_Input for this task_
┄┄┄┄┄┄

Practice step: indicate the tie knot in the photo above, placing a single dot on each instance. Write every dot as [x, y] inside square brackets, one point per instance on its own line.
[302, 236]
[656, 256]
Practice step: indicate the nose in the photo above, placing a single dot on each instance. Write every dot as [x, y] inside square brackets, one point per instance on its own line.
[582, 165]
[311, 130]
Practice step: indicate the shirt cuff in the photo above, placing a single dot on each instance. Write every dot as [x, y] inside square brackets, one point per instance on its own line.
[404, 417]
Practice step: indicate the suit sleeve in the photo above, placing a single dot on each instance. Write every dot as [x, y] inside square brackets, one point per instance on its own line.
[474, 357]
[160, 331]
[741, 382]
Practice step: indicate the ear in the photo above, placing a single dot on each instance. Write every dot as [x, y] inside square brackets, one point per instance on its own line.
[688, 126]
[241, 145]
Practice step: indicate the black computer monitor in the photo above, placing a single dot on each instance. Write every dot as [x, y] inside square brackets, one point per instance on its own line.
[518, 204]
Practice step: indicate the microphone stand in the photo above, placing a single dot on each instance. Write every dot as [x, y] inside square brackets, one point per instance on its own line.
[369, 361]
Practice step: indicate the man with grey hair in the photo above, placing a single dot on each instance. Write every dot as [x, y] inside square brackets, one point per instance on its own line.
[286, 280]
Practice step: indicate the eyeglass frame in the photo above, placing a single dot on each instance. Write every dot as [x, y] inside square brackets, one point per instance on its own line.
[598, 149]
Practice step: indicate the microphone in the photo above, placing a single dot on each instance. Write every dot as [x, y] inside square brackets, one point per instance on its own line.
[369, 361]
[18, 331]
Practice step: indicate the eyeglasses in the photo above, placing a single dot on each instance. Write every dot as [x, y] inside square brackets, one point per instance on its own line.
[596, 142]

┄┄┄┄┄┄

_Written problem_
Rescale the lines from the one containing "Practice step: indicate the black" through the last line, both ends included, and give only those lines. Repeat each line, requests included, multiplying every answer coordinate by 2 and rounding to whole numbers with halves rounded up, while leaving the requests and their format samples unchanged.

_Answer for the task_
Practice step: indicate the black computer monitor in the photo above, placing a single dot on each instance. Write every dot as [x, y] inside square brackets, one point per instance on its own line.
[1036, 408]
Practice step: indicate the microphone stand in the photo above, placing a single dot on each instance. Write every dot as [x, y] inside square brackets, one point per instance on its own line.
[738, 722]
Practice step: indicate the man with grey hair in the photo above, placing a single dot on each instance. Write every dot as [x, y] inside square brackets, one point per instance on its own line.
[572, 560]
Practice step: indicate the eyeglass frame in the photo above, placing a single dot on each instance. Write every dot as [x, y] inside square brackets, one point per instance on its own line.
[1196, 298]
Practice step: indicate the microphone in the photo above, placing a single dot on each instance. Write every dot as [x, y] inside square brackets, one point per instance on its own line.
[738, 722]
[36, 662]
Practice step: indicate the eyeglasses in the photo above, placing a single dot on each instance. Write every dot as [x, y] inside square brackets, one point per instance on its own line.
[1192, 284]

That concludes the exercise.